→ **Directions**: Set out the items from the line holding "Pretty please, detect the lawn" through the line holding "[464,298,579,430]", inclusive, as a numbered list with no blank lines. Omit the pictures.

→ **Excerpted data**:

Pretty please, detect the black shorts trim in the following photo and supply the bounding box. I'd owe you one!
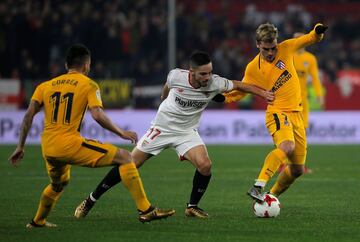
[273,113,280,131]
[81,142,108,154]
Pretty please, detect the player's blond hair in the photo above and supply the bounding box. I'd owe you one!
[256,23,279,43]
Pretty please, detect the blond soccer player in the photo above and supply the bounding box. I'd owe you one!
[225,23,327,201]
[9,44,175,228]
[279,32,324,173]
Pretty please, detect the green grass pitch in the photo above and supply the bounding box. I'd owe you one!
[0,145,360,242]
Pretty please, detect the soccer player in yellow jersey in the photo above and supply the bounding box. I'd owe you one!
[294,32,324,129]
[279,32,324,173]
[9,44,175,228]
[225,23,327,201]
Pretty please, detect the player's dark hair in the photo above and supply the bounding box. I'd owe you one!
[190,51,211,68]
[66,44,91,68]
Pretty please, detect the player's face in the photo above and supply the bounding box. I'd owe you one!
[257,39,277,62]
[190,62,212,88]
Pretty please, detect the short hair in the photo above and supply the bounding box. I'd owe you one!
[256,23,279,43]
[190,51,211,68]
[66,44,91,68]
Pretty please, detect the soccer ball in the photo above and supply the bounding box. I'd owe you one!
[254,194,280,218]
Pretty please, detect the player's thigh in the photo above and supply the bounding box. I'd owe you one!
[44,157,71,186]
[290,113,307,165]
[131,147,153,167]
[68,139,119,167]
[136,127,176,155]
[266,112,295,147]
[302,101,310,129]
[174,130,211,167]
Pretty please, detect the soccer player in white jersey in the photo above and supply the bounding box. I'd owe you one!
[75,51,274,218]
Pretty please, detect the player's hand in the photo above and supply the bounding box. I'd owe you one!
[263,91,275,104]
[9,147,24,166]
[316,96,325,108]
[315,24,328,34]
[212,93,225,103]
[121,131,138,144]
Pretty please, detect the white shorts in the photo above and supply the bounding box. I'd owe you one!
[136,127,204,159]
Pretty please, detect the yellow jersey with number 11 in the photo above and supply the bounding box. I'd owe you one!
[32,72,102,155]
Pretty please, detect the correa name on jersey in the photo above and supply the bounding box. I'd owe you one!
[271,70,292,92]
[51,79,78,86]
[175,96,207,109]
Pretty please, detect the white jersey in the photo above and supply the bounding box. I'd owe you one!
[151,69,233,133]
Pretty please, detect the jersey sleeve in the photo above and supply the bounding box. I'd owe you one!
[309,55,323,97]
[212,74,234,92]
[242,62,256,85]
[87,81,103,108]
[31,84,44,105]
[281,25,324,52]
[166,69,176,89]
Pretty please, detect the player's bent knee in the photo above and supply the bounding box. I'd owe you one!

==

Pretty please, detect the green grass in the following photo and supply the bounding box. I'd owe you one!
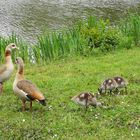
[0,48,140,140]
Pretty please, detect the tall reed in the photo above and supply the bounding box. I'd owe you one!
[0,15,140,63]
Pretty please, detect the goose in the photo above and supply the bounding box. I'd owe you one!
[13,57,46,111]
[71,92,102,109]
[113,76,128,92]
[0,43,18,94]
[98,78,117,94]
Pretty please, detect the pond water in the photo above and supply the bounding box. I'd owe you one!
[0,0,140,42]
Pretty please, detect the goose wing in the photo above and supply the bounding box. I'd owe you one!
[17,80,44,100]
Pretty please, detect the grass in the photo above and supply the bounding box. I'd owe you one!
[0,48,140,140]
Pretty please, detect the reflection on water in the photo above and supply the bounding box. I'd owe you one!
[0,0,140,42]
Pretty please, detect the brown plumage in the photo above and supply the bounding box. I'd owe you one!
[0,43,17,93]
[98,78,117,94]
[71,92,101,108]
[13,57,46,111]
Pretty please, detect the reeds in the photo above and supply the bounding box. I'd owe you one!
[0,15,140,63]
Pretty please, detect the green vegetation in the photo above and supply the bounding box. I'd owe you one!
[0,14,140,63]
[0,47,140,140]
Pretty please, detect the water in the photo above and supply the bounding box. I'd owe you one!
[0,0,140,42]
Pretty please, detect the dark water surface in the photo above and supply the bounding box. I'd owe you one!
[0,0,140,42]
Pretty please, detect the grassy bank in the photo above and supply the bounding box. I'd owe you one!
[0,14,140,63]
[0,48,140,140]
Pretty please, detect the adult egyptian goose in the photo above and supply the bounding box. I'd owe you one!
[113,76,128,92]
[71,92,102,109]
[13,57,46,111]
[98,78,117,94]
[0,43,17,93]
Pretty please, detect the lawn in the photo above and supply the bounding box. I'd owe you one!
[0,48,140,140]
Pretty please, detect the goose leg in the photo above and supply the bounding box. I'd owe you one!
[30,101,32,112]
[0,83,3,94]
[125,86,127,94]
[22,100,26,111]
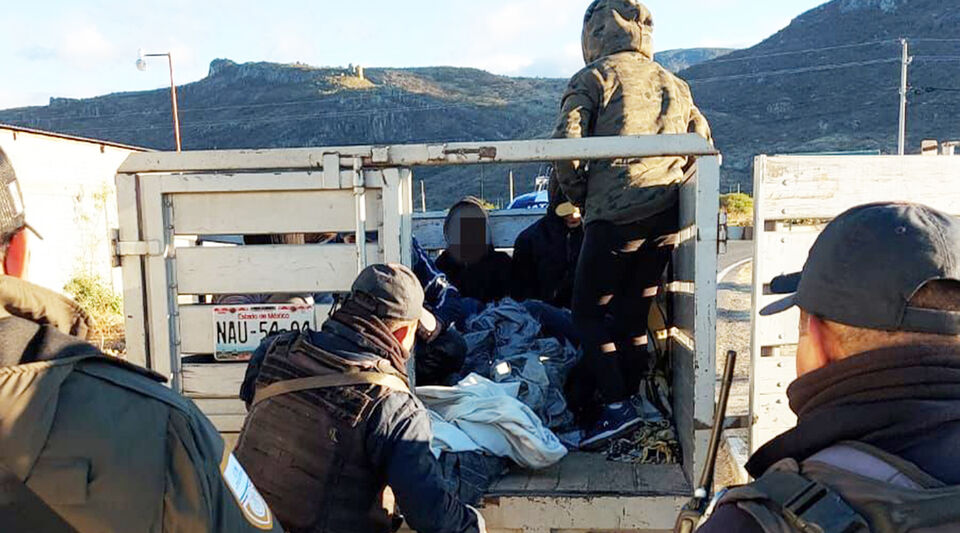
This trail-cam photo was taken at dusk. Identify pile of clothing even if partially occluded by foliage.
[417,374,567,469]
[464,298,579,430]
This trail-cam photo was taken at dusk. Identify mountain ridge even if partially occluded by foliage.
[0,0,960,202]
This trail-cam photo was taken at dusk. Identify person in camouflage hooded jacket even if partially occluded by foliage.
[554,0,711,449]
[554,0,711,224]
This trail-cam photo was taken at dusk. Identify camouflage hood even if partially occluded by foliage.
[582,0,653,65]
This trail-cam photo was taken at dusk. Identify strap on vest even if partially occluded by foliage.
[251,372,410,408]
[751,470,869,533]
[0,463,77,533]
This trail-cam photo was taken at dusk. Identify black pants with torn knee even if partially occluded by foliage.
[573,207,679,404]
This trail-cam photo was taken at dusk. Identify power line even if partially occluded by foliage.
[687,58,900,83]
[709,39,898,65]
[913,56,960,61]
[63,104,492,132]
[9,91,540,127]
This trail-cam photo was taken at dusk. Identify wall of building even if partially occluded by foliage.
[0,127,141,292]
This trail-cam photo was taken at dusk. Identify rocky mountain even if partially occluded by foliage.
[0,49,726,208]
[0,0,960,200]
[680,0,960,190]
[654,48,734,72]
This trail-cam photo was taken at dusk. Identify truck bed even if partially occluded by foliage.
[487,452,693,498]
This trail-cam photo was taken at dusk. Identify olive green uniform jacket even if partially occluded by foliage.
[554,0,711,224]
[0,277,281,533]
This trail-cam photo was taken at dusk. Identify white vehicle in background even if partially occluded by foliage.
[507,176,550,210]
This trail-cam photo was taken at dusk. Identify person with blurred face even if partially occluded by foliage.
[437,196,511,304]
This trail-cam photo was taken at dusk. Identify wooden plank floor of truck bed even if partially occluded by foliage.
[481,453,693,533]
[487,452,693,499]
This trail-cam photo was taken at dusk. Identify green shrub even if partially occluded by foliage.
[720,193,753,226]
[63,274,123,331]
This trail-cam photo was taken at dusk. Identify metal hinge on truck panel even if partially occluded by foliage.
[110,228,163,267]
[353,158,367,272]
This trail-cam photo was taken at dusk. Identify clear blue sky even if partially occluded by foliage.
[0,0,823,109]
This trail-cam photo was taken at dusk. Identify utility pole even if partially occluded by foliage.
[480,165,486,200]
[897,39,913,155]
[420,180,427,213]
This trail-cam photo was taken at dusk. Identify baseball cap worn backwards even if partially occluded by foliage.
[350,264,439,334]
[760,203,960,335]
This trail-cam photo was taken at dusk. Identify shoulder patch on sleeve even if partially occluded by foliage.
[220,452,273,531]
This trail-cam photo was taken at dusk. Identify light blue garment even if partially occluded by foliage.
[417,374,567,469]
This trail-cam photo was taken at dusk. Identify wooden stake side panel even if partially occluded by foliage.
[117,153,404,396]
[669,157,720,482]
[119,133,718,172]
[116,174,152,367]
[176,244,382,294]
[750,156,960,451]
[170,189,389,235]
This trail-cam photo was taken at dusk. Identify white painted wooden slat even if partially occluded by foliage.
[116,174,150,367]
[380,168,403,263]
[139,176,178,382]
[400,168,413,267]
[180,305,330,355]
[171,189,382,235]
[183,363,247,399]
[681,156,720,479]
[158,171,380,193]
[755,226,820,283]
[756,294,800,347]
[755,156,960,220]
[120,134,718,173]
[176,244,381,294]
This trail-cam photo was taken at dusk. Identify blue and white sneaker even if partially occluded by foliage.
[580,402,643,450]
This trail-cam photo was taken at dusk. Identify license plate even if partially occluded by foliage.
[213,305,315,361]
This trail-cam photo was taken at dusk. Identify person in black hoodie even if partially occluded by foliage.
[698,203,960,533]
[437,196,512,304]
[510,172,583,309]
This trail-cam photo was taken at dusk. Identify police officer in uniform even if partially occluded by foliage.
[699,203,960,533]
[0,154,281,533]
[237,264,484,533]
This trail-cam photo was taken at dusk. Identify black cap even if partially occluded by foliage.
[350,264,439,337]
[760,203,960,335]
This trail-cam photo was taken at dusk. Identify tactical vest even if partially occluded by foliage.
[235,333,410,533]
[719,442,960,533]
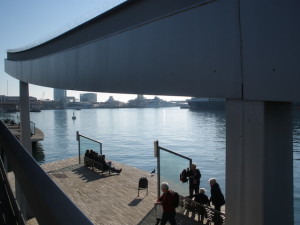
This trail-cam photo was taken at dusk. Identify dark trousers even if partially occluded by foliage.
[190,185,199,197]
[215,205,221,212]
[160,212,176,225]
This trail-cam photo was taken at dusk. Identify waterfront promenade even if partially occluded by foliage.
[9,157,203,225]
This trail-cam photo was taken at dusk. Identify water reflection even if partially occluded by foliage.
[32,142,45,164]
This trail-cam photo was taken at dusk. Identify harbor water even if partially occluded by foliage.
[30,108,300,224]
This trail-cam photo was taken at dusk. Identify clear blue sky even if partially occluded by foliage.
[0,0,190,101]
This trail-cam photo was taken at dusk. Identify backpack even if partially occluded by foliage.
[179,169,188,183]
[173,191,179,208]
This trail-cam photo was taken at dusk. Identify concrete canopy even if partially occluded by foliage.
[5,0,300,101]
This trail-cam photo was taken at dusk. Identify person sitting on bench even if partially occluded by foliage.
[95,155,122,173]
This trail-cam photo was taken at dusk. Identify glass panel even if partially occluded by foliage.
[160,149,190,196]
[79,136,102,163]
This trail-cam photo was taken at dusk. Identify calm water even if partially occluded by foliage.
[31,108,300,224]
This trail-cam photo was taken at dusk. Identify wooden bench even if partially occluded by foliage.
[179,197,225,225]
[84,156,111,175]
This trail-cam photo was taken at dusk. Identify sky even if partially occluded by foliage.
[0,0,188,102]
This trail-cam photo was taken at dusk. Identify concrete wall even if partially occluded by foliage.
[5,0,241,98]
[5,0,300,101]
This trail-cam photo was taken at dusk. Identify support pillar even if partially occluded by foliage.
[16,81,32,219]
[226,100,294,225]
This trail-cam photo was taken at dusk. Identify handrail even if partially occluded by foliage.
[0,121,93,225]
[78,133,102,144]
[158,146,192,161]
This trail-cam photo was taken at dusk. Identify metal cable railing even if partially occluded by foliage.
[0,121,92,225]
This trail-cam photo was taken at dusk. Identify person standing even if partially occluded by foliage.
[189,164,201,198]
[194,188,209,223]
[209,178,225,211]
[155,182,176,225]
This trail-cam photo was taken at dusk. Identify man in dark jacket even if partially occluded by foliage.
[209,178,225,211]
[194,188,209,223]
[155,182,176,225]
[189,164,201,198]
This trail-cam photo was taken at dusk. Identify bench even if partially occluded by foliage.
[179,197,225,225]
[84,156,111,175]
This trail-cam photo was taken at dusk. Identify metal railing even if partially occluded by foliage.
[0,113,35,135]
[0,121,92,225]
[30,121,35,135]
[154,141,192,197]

→ **Correct output**:
1. Pretty please, detect the lawn in the photo above and supply the bounding box. I'd owe you one!
2. [0,48,140,140]
3. Pretty please, detect the goose leg in the photo above and supply the bounding box. I'd owe you one!
4. [30,101,32,112]
5. [0,83,3,94]
6. [125,86,127,94]
7. [22,100,26,111]
8. This trail-cam photo was taken at dusk. Identify pile of clothing even if partially occluded by foliage.
9. [417,374,567,469]
10. [464,298,579,430]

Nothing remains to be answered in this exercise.